===== RAW RECORDS

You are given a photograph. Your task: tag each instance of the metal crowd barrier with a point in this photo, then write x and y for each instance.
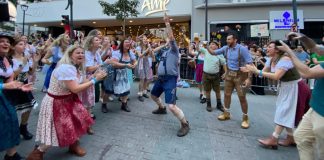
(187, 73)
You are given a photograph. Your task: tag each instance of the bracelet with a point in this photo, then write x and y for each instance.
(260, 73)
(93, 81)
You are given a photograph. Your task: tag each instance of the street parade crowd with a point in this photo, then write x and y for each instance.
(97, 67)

==========
===== RAW RECORDS

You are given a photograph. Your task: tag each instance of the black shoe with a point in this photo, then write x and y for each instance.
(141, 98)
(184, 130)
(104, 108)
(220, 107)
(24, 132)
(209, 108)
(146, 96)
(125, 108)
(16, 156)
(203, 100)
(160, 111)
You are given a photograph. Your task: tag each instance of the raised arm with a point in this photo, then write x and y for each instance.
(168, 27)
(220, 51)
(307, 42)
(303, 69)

==========

## EXERCISE GOAL
State how many lines of the material above contain the word "crowd", with case counting, and give only the number.

## RESULT BELOW
2